May 30–June 1, 2016 | Grenoble, France

Keynotes

 


Perspectives on US Policies Enabling New Spectrum Access Technologies

Enabling Policies for Successful IoT and 5G Digital Transformation

Towards a "5G-ready" spectrum strategy for Europe

Big Data & User-behavior Based Radio Resource Controlling: A Revenant for 5G?

Flexible Spectrum Usage: an Industry Perspective

Recent Developments in Massively Parallel Cognitive Radio for Modern IoT

 


 

 

Perspectives on US Policies Enabling New Spectrum Access Technologies

Douglas C. Sicker

Dr. Douglas C. Sicker is currently the Lord Endowed Professor and Department Head and Professor of Engineering and Public Policy with a joint appointment in the School of Computer Science at Carnegie Mellon University. Previously, Doug was an Endowed Professor in the Department of Computer Science at the University of Colorado at Boulder. Doug recently served as the Chief Technology Officer at the National Telecommunications and Information Administration (NTIA) and as the Chief Technology Officer of the Federal Communications Commission (FCC).  Earlier he was Director of Global Architecture at Level 3 Communications, Inc.  In the late 1990s, Doug served as Chief of the Network Technology Division at the Federal Communications Commission (FCC).  Doug has also served on numerous program committees, federal advisory committees and other advisory boards.  His research interests include wireless systems, network security and engineering policy.

▶ **ENTRIES SHOWN**
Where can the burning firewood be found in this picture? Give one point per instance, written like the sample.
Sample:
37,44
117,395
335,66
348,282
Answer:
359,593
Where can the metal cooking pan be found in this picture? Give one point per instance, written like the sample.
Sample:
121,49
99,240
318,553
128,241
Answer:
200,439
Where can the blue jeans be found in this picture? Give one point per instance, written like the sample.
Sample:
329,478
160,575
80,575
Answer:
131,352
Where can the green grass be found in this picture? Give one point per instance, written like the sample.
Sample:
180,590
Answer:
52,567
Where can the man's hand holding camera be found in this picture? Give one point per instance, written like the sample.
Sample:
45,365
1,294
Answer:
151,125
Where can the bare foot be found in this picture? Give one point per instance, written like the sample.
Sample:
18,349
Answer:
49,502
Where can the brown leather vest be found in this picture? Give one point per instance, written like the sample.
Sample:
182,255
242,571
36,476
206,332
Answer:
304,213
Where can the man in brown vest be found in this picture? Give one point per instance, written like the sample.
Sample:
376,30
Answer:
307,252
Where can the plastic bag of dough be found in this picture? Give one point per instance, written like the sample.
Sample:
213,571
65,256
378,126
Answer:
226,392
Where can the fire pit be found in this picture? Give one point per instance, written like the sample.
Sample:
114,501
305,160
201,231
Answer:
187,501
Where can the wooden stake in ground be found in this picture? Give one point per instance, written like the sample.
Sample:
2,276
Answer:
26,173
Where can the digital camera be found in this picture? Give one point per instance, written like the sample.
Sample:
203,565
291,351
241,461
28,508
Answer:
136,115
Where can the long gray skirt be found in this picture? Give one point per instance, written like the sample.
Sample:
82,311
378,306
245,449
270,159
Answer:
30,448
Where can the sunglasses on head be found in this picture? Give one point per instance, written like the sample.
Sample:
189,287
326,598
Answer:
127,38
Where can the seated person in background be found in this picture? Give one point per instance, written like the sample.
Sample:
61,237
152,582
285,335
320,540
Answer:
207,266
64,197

▶ **TASKS TO PERFORM**
1) On the keynote page, at which university does Douglas C. Sicker currently serve as Department Head?
2) In one to three sentences, explain what roles Sicker has held at the Federal Communications Commission according to the keynote page.
3) Please return a passage of the keynote page word for word, beginning at the words "Enabling Policies for" and stopping after "Revenant for 5G?".

▶ **ANSWERS FOR THIS EXERCISE**
1) Carnegie Mellon University.

2) In the late 1990s, Sicker served as Chief of the Network Technology Division at the Federal Communications Commission. More recently, he served as its Chief Technology Officer.

3)
Enabling Policies for Successful IoT and 5G Digital Transformation

Towards a "5G-ready" spectrum strategy for Europe

Big Data & User-behavior Based Radio Resource Controlling: A Revenant for 5G?